## Selected extract
= = = = = = =

Red FoxesHave you seen a red fox, a fox den, or a road kill in the Sacramento Valley? You can help genetics researchers by reporting sightings of red foxes in the Sacramento Valley.

Red foxes living north of the American River and the Delta were once considered an introduced species, but scientists believe that they may be native to the area. They could be closely related to the endangered Sierra Nevada red fox, whose population numbers as low as a dozen individuals. Geneticists will use DNA technology to identify fox samples by species and reported habitat, which will help them estimate the number of foxes in the region, track their locations and better understand how their populations may interact.

You can report sightings, or the locations of dens or road kills.
You can enter your report at
http://foxsurvey.ucdavis.edu This Web site contains photos that will help you identify different types of foxes.

Ben Sacks, PhD, assistant project ecologist of the Canid Diversity and Conservation Project, works at the Veterinary Genetics Laboratory of the School of Veterinary Medicine. He is especially interested in the evolution of foxes, wild dogs, sheep and birds. He tracks the movements of individual animals and applies DNA analysis to determine where and how the members of different populations change in different areas.

= = = = = = =

## Information supplied
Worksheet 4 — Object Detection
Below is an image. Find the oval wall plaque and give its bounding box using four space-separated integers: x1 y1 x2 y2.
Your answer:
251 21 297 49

= = = = = = =

## Task objective
According to the red fox text, how low may the population of the endangered Sierra Nevada red fox be? The listing has no connection to the red fox text.

## Response to the task
As low as a dozen individuals.